What you have to do – In the records below, take the line containing "Target: tile floor" and reproduce it and every subsequent line exactly, adding nothing.

--- Records to process Enclosed Below ---

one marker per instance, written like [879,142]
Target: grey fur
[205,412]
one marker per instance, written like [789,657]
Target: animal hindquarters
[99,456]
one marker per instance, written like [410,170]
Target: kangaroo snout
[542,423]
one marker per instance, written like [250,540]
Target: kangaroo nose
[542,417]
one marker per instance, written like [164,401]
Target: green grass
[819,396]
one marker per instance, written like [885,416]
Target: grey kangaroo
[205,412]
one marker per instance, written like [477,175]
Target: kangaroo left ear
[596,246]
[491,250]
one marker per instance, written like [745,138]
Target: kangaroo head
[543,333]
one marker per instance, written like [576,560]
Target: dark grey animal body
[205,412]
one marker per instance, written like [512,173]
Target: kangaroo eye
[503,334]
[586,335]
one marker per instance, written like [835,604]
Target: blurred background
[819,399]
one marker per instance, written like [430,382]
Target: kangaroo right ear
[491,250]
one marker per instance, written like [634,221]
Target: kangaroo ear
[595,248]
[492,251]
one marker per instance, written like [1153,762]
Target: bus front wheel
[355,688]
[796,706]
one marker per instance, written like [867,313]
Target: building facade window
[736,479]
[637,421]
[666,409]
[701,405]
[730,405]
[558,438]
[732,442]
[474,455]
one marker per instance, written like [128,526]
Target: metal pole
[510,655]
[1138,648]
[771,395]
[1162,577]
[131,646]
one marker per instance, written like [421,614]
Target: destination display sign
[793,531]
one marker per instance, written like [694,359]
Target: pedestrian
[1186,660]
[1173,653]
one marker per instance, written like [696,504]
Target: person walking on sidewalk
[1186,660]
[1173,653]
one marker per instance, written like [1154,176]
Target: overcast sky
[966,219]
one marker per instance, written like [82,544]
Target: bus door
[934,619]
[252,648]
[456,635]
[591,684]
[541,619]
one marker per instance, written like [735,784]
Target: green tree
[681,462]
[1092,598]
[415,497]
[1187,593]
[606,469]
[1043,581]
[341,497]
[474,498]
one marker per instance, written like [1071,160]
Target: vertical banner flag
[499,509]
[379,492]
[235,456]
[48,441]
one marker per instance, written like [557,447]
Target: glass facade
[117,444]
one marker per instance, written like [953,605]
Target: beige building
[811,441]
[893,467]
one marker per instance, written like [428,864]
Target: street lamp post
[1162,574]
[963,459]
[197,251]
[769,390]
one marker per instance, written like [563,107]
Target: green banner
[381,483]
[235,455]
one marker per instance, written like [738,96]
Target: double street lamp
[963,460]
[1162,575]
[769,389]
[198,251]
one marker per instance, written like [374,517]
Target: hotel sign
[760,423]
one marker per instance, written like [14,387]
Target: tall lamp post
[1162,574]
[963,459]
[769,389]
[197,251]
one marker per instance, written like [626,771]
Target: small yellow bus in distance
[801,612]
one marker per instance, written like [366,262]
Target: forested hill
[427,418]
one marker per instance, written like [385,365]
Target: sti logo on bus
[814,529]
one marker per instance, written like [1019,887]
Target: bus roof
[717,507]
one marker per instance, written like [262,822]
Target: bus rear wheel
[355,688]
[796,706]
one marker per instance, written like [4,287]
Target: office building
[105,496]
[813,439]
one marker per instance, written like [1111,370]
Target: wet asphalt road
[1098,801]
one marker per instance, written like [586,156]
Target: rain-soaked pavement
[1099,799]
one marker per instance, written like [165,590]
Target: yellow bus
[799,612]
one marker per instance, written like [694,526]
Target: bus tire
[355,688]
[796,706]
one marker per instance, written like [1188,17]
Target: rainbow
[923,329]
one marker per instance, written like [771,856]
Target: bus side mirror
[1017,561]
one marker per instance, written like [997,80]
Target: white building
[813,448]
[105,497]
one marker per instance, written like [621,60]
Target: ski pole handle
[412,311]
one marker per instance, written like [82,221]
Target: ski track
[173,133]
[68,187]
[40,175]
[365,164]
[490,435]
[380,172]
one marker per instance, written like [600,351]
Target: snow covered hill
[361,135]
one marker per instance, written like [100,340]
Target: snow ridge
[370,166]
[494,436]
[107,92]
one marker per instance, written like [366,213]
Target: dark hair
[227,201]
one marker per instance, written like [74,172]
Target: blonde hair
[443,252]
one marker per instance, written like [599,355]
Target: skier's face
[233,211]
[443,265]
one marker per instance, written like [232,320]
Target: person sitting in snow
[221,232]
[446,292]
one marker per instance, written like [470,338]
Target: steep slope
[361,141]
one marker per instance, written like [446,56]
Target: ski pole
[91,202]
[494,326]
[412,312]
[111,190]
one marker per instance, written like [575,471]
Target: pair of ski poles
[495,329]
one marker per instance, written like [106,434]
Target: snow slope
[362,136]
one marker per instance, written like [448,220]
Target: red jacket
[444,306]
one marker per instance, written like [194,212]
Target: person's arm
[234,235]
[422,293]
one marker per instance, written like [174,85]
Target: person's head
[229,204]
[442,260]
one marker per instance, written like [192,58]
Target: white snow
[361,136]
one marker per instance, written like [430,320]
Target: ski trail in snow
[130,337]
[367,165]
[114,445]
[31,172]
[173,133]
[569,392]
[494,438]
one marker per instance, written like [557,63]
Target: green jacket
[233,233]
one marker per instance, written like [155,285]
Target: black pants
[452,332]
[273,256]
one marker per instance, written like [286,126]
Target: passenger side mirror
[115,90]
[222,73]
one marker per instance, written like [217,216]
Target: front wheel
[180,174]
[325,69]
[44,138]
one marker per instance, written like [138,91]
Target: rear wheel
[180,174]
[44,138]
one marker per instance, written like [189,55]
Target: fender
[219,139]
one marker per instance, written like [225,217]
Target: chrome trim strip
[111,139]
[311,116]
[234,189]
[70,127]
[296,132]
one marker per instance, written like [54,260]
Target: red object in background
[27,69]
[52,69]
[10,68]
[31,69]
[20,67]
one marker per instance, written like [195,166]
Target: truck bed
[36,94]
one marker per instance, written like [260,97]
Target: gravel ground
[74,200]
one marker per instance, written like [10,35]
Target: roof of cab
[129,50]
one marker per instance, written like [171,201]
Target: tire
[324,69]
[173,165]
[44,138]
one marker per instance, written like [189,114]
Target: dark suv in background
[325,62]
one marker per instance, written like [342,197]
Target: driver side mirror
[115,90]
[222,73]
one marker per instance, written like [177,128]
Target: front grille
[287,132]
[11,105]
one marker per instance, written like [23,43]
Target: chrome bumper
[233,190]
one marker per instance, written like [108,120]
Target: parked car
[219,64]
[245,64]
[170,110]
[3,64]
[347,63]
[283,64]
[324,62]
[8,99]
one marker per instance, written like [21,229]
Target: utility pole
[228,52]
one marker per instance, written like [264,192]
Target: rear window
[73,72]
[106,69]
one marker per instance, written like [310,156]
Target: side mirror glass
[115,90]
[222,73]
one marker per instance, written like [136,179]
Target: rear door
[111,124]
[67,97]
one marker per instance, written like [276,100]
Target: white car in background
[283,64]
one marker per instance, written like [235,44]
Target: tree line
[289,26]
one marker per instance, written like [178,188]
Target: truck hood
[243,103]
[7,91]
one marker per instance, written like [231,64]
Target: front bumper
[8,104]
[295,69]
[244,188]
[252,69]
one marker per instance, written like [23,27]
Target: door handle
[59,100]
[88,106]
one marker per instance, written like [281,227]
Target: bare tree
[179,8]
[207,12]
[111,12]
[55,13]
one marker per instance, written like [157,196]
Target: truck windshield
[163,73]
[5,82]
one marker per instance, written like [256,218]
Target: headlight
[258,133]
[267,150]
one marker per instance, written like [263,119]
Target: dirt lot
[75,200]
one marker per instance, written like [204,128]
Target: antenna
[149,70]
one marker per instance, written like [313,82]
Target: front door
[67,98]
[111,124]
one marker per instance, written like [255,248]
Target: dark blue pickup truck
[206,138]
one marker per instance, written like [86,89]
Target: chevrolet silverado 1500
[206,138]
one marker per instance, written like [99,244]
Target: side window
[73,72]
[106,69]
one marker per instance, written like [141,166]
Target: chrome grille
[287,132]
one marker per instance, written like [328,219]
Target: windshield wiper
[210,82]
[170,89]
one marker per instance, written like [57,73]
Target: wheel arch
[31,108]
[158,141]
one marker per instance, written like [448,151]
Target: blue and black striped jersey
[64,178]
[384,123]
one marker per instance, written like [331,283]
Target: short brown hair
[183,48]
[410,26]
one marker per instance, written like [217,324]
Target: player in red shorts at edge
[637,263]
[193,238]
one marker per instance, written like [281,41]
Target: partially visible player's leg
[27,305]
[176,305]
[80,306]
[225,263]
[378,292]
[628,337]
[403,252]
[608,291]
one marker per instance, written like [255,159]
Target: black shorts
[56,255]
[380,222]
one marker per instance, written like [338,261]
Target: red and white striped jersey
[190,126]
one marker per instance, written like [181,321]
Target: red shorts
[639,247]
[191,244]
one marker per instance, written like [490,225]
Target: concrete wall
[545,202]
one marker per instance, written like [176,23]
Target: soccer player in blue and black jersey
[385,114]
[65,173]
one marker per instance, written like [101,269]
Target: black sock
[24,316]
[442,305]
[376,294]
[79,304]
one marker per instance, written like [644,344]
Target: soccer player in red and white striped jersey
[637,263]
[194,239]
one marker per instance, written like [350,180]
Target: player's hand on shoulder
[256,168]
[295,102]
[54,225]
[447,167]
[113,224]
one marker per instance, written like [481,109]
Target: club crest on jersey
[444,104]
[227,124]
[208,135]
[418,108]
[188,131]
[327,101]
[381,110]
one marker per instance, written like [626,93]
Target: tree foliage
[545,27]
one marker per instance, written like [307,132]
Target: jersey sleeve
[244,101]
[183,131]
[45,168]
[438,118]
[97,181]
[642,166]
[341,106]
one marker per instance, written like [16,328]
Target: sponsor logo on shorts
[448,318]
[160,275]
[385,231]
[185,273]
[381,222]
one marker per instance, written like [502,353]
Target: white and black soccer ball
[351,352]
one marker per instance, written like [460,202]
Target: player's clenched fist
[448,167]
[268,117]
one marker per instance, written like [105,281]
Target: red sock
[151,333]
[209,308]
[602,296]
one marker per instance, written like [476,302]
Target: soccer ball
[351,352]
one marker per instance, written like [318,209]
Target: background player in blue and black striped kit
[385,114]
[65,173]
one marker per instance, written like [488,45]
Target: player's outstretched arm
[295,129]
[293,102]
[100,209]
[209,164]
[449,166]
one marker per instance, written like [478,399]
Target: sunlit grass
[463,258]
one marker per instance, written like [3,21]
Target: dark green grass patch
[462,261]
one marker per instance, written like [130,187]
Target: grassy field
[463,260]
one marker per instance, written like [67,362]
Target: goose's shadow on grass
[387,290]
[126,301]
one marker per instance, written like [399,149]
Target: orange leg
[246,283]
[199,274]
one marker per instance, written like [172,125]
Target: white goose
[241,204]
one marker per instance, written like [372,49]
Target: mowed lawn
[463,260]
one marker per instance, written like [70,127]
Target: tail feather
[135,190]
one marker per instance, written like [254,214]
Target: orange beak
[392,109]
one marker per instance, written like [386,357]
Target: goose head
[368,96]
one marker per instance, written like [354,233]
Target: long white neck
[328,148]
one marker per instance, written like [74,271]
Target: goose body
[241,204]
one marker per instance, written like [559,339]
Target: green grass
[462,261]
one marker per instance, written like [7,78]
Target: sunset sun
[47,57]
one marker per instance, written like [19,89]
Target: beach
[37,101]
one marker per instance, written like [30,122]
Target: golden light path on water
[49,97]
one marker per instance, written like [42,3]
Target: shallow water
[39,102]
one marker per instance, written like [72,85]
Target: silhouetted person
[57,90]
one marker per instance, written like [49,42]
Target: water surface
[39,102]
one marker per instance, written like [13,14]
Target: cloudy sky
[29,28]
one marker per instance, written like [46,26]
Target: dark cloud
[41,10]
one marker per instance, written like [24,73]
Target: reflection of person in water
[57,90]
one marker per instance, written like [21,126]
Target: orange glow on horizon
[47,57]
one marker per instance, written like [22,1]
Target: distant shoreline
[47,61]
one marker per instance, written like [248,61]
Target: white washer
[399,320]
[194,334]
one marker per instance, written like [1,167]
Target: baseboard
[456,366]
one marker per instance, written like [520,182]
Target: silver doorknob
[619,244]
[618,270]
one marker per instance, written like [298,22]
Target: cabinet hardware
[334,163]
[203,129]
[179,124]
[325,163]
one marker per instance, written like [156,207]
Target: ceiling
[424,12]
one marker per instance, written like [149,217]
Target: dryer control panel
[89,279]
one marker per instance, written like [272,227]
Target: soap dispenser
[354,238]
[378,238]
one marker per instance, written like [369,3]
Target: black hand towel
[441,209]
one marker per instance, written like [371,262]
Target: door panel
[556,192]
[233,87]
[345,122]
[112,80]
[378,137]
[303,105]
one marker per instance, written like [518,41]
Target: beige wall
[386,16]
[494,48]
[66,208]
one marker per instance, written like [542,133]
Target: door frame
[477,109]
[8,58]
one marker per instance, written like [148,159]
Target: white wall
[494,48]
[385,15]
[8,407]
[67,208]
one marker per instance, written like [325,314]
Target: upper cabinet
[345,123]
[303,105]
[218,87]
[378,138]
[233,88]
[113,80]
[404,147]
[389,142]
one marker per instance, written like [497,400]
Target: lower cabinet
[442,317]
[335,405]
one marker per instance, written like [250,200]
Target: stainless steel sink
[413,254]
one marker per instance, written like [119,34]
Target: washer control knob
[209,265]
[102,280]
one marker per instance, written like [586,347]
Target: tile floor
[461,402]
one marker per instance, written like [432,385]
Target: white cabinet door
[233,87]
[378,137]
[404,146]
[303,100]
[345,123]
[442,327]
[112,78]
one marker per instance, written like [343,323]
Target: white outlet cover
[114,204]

--- End of Enclosed Records to process ---

Task solution –
Target: tile floor
[461,402]
one marker per instance, written like [432,385]
Target: white cabinet door
[233,87]
[378,137]
[404,146]
[303,100]
[345,123]
[442,327]
[112,78]
one marker per instance, written like [343,323]
Target: white outlet cover
[114,204]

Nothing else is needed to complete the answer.